■ About this exercise: The answer is the exact run of lines in the listing below from the line containing "Query: flat screen television" up to and including the line containing "like [392, 8].", with pictures removed.

■ Materials provided:
───
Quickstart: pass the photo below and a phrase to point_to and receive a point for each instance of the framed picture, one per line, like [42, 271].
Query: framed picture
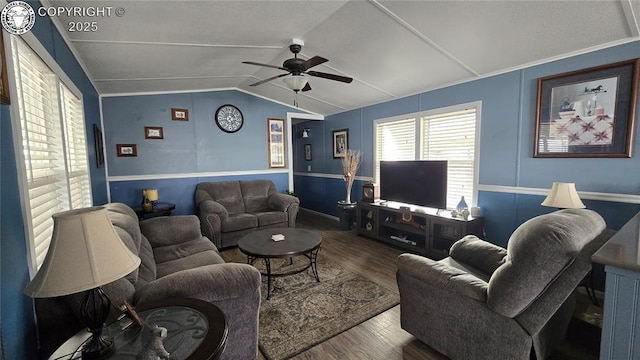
[179, 114]
[587, 113]
[97, 143]
[307, 152]
[4, 80]
[130, 150]
[152, 132]
[340, 143]
[277, 150]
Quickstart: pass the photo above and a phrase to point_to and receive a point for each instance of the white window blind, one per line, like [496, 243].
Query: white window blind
[395, 140]
[53, 145]
[447, 135]
[451, 136]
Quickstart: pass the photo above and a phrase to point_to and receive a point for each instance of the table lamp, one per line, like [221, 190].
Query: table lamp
[563, 196]
[149, 199]
[85, 253]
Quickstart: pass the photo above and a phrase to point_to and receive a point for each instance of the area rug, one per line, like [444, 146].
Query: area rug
[302, 313]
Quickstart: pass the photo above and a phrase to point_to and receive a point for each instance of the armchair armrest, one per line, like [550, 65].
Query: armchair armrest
[442, 275]
[478, 253]
[212, 283]
[281, 202]
[170, 230]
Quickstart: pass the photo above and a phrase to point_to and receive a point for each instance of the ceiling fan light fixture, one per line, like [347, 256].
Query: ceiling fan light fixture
[295, 82]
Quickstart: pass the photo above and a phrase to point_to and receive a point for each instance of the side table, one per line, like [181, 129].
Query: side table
[161, 209]
[196, 330]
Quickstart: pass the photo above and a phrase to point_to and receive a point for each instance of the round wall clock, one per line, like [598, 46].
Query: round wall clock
[229, 118]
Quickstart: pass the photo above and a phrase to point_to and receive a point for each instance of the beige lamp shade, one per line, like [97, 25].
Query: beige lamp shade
[152, 194]
[563, 196]
[85, 253]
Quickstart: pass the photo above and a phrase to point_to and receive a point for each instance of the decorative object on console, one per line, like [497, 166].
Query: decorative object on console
[149, 199]
[179, 114]
[563, 196]
[587, 113]
[370, 192]
[462, 205]
[85, 253]
[350, 164]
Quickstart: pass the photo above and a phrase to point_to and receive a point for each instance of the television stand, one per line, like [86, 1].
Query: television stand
[425, 231]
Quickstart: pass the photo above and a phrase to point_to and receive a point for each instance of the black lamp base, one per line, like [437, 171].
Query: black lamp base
[94, 310]
[98, 347]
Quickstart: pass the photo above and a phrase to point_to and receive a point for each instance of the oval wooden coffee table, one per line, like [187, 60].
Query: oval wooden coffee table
[259, 245]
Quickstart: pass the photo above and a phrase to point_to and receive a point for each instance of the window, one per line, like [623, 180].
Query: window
[443, 134]
[51, 145]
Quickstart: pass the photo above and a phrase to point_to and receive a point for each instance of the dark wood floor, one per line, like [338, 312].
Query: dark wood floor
[380, 337]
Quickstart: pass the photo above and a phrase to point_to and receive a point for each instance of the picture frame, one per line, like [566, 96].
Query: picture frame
[587, 113]
[340, 143]
[99, 147]
[153, 132]
[307, 152]
[178, 114]
[127, 150]
[4, 79]
[276, 143]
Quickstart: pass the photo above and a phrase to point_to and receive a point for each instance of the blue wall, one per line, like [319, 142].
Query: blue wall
[506, 148]
[16, 314]
[192, 151]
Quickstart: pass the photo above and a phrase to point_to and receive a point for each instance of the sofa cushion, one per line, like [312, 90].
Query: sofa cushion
[271, 217]
[227, 193]
[237, 222]
[187, 255]
[255, 194]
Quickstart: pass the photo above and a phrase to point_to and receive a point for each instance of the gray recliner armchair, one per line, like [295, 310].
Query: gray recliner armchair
[176, 262]
[487, 302]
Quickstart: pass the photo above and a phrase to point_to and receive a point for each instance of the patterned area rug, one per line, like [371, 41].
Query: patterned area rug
[303, 313]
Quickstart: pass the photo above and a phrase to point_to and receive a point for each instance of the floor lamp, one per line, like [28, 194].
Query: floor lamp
[85, 253]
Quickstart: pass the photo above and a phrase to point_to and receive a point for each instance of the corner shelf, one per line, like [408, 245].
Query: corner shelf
[427, 233]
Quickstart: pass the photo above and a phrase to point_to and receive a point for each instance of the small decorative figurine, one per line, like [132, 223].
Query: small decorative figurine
[153, 348]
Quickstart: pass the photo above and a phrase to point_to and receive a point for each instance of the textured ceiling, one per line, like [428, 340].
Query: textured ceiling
[391, 48]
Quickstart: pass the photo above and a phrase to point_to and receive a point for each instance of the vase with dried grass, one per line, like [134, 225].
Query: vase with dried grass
[350, 164]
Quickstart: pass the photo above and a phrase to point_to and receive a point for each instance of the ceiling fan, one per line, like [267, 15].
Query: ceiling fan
[296, 68]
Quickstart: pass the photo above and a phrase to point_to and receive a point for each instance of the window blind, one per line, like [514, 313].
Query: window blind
[395, 140]
[451, 136]
[447, 136]
[53, 148]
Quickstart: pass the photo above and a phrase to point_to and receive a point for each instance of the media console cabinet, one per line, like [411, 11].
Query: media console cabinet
[420, 230]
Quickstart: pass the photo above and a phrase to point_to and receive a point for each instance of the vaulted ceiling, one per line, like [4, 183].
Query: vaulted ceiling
[390, 48]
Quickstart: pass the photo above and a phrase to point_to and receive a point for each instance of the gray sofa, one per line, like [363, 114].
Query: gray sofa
[228, 210]
[176, 261]
[487, 302]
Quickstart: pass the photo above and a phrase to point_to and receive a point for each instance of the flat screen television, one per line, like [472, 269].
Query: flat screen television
[419, 182]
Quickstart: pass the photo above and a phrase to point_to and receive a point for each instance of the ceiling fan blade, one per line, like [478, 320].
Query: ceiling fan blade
[268, 79]
[316, 60]
[330, 76]
[267, 65]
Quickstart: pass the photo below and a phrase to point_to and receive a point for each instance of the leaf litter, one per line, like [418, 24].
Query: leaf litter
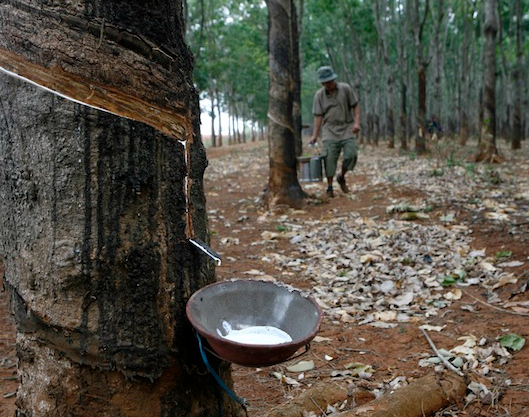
[407, 269]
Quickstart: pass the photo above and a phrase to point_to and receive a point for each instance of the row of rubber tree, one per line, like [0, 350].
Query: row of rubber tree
[415, 64]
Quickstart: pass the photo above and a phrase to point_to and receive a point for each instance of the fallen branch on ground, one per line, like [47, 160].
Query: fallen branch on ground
[315, 399]
[440, 356]
[422, 398]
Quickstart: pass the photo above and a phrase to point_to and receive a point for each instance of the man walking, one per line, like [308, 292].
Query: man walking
[337, 116]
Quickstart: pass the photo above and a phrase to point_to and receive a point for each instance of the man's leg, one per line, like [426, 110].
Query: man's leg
[350, 156]
[332, 152]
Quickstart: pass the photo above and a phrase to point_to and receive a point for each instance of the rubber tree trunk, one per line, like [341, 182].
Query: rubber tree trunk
[489, 81]
[283, 185]
[97, 208]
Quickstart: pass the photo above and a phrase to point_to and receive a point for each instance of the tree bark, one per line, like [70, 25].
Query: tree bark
[489, 84]
[517, 128]
[98, 207]
[283, 185]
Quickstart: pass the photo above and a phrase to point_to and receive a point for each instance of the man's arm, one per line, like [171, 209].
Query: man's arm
[356, 112]
[317, 128]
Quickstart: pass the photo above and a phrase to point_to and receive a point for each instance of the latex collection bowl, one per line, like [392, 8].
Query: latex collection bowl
[246, 303]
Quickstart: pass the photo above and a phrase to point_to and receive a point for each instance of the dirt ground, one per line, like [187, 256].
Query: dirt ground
[237, 216]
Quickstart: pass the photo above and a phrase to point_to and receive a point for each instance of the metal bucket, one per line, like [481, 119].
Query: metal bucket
[310, 168]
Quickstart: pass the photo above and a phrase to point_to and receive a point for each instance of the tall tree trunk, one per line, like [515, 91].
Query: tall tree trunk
[296, 72]
[380, 20]
[98, 207]
[489, 83]
[464, 97]
[439, 51]
[219, 115]
[517, 129]
[212, 117]
[418, 23]
[283, 185]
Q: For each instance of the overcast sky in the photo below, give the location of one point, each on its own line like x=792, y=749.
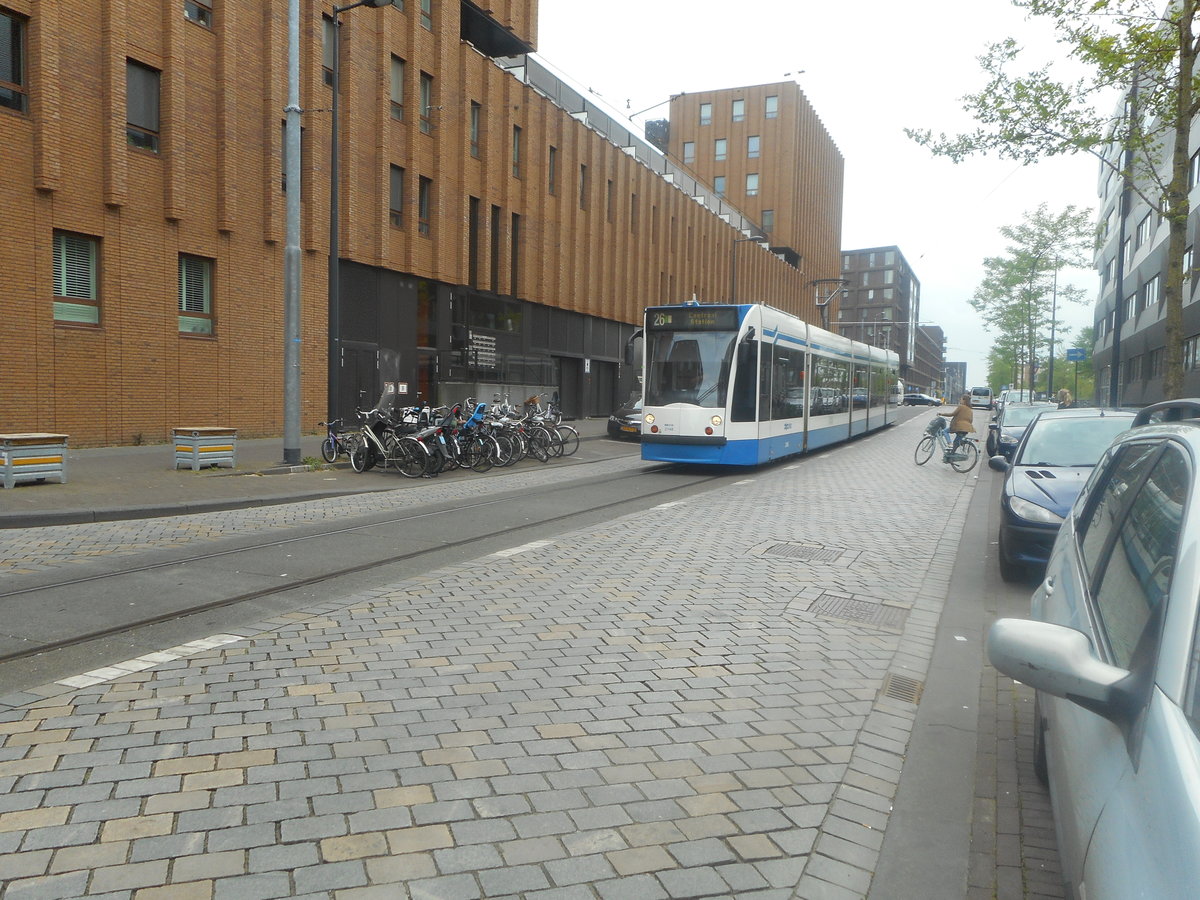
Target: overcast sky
x=870, y=70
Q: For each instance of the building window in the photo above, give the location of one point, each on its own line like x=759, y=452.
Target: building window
x=76, y=264
x=397, y=89
x=142, y=106
x=426, y=102
x=13, y=88
x=199, y=12
x=195, y=295
x=1156, y=363
x=424, y=203
x=396, y=197
x=1151, y=293
x=327, y=48
x=515, y=255
x=1143, y=234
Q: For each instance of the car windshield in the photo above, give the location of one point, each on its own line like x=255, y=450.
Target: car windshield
x=1019, y=417
x=1074, y=441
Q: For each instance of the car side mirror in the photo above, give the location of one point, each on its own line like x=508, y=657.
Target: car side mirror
x=1059, y=660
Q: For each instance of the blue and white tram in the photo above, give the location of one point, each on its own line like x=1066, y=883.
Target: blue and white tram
x=742, y=385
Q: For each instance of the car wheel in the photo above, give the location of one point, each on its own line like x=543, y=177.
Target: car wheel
x=1039, y=743
x=1009, y=570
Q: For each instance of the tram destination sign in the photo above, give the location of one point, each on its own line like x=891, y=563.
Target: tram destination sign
x=693, y=318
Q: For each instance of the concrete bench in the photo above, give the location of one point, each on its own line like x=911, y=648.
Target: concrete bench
x=33, y=457
x=203, y=447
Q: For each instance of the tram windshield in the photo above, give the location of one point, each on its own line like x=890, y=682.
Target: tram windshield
x=689, y=367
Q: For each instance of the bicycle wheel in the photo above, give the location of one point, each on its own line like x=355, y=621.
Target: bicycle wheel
x=363, y=457
x=966, y=456
x=924, y=450
x=570, y=439
x=412, y=457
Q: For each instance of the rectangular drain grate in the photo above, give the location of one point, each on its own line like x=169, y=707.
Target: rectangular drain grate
x=901, y=688
x=804, y=551
x=861, y=611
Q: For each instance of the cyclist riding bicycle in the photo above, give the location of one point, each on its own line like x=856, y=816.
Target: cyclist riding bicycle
x=963, y=421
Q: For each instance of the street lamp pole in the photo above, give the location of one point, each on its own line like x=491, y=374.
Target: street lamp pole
x=292, y=247
x=335, y=310
x=733, y=263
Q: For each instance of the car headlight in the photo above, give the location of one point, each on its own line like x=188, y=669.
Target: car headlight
x=1032, y=511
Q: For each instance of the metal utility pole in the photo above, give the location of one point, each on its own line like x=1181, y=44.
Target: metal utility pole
x=292, y=247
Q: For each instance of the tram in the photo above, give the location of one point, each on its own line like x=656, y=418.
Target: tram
x=747, y=384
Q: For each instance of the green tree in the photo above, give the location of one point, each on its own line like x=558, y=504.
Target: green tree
x=1128, y=46
x=1020, y=292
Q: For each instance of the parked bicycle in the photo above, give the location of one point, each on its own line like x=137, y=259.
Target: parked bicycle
x=963, y=459
x=339, y=441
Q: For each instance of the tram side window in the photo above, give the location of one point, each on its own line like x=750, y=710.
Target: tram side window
x=787, y=384
x=742, y=403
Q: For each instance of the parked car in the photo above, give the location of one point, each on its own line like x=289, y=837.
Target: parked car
x=921, y=400
x=627, y=420
x=1111, y=653
x=1006, y=430
x=1049, y=467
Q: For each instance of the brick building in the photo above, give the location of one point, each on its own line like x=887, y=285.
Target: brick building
x=763, y=149
x=496, y=231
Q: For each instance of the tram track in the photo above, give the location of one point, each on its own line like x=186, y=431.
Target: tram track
x=178, y=570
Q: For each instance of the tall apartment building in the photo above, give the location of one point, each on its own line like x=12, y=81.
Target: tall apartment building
x=881, y=305
x=1129, y=316
x=765, y=149
x=496, y=231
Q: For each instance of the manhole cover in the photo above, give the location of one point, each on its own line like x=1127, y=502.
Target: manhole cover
x=864, y=612
x=807, y=552
x=901, y=688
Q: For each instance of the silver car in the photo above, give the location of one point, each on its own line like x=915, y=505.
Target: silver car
x=1114, y=655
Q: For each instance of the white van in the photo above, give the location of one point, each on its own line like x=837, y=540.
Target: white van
x=981, y=397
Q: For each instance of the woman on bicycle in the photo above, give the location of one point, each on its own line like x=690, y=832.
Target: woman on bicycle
x=963, y=421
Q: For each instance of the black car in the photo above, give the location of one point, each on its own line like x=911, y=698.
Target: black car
x=1051, y=463
x=1006, y=430
x=627, y=420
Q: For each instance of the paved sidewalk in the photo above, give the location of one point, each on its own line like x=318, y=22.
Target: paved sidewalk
x=126, y=483
x=725, y=713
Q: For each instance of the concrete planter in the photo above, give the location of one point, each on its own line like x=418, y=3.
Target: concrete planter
x=33, y=457
x=203, y=447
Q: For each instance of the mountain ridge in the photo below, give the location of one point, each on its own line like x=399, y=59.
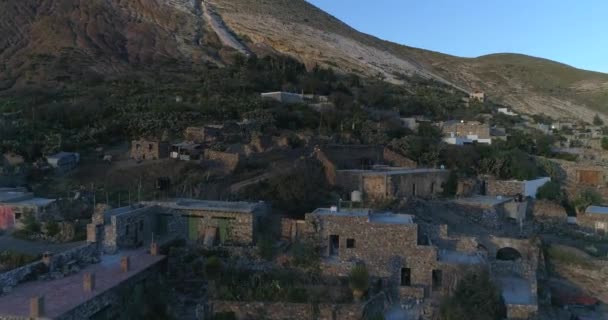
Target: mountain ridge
x=45, y=42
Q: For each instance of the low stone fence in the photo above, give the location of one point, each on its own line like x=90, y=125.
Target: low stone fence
x=283, y=310
x=63, y=263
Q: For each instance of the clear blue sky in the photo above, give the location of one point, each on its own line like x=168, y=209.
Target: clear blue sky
x=574, y=32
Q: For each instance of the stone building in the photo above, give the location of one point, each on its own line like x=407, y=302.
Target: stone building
x=186, y=151
x=204, y=134
x=382, y=183
x=63, y=161
x=212, y=222
x=391, y=248
x=510, y=188
x=227, y=161
x=145, y=149
x=361, y=157
x=594, y=218
x=206, y=222
x=461, y=132
x=15, y=203
x=477, y=96
x=283, y=97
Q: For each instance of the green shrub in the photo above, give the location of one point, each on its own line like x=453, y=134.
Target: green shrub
x=229, y=315
x=475, y=298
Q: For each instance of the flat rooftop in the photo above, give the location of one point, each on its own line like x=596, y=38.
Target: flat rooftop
x=209, y=205
x=455, y=257
x=393, y=171
x=65, y=294
x=38, y=202
x=380, y=218
x=516, y=290
x=9, y=195
x=483, y=201
x=597, y=210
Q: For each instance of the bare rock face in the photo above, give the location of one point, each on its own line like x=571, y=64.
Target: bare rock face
x=54, y=41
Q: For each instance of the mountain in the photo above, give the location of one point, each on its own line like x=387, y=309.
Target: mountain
x=44, y=42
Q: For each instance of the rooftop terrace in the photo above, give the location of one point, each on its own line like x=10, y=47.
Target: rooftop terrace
x=597, y=210
x=208, y=205
x=393, y=171
x=380, y=218
x=63, y=295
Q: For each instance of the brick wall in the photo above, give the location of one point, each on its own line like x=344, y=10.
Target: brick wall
x=284, y=310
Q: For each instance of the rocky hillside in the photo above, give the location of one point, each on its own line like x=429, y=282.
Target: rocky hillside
x=49, y=41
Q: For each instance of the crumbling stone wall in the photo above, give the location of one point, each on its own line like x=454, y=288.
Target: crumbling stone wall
x=229, y=161
x=79, y=256
x=504, y=187
x=549, y=211
x=394, y=159
x=112, y=302
x=149, y=150
x=384, y=248
x=591, y=222
x=284, y=310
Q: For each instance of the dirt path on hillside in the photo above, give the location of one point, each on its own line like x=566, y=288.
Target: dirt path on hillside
x=10, y=243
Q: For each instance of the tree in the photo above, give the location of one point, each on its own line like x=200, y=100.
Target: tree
x=586, y=198
x=597, y=121
x=550, y=191
x=475, y=298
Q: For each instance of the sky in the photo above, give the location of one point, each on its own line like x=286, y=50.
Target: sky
x=574, y=32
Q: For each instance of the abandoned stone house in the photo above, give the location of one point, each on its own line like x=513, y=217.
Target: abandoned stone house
x=477, y=96
x=204, y=134
x=207, y=222
x=145, y=149
x=283, y=97
x=381, y=183
x=360, y=157
x=462, y=132
x=211, y=222
x=186, y=151
x=595, y=218
x=511, y=188
x=419, y=262
x=227, y=162
x=63, y=161
x=15, y=203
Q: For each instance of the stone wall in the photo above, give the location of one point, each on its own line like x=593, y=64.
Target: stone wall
x=504, y=188
x=394, y=159
x=544, y=210
x=228, y=161
x=590, y=222
x=384, y=248
x=111, y=302
x=149, y=150
x=521, y=311
x=76, y=257
x=381, y=185
x=284, y=310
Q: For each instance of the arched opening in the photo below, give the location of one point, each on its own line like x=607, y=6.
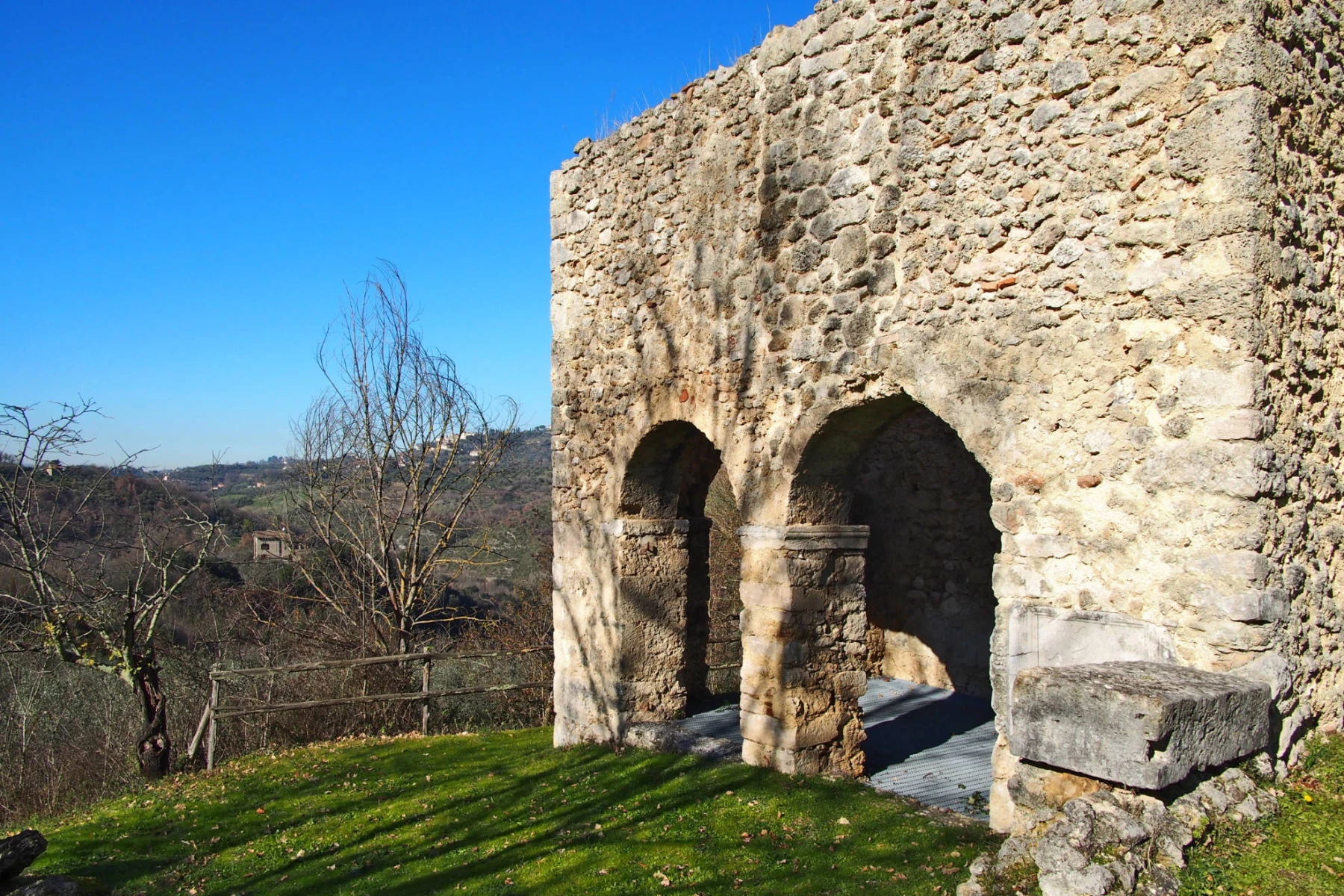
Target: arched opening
x=897, y=473
x=930, y=555
x=678, y=601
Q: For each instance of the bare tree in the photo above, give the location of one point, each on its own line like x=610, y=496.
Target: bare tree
x=92, y=556
x=389, y=462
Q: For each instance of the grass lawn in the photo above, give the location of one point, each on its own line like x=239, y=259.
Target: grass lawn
x=505, y=813
x=1300, y=852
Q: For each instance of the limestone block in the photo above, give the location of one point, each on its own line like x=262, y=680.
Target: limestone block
x=1263, y=605
x=1039, y=546
x=1202, y=388
x=1238, y=425
x=1142, y=724
x=1225, y=467
x=1042, y=635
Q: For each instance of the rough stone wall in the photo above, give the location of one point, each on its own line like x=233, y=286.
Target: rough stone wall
x=663, y=568
x=1298, y=65
x=930, y=555
x=725, y=648
x=1051, y=226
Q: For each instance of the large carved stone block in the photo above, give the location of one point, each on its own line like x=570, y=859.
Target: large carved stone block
x=1142, y=724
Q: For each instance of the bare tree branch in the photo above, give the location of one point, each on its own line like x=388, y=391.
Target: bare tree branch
x=389, y=461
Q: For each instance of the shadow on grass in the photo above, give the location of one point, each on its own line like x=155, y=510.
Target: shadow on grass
───
■ Problem solution:
Query: flat screen television
[419, 182]
Quickstart: pass the photo above and a phrase to point_to and receive a point for each instance of the ceiling fan blade, one per line, like [478, 320].
Query: ceiling fan blade
[268, 79]
[316, 60]
[330, 76]
[267, 65]
Quickstart: pass the photo below and a phrase to point_to and receive a point for each instance of the leaf litter, one per line, like [418, 24].
Query: leaf litter
[407, 269]
Quickstart: pass the photo above and a phrase to point_to and receive a point for each instance of the row of rubber tree, one per line, like [0, 350].
Query: row of rubber tree
[415, 64]
Quickstart: pass the photo above and a phrase to point_to and receive a point for each instance of the fallen branch on ground, one per line, like [47, 160].
Query: fallen branch on ground
[315, 399]
[440, 356]
[422, 398]
Quickstart: pass the photo above and a phrase to point_to and receive a point for each instance of the man walking, one per line, like [308, 292].
Query: man walking
[337, 116]
Quickstart: pass the photo above and a phrase to point_to and receive a point for each instance of the man's leg, one per line, like [426, 110].
Query: man's leg
[350, 156]
[332, 152]
Quickstart: pass the photo above and a phrase to point_to and receive a point for each instance of the rubber tree trunk, one per line, like [341, 182].
Query: rubber tree trunk
[489, 81]
[283, 185]
[97, 208]
Quickstart: pass the photo above and a phrase to point_to and receive a point for each instance of the tree bark, one per line, like [70, 25].
Query: tree bark
[489, 84]
[517, 128]
[98, 207]
[283, 185]
Quickstart: pass the photo above and a phrase to point_to and receive a point for each instance of the man's arm, one per line, like [171, 209].
Query: man's arm
[356, 112]
[317, 128]
Quickstart: pass the photo above and a phrase to point_to and receive a point for each instance of the latex collection bowl, one per line, like [392, 8].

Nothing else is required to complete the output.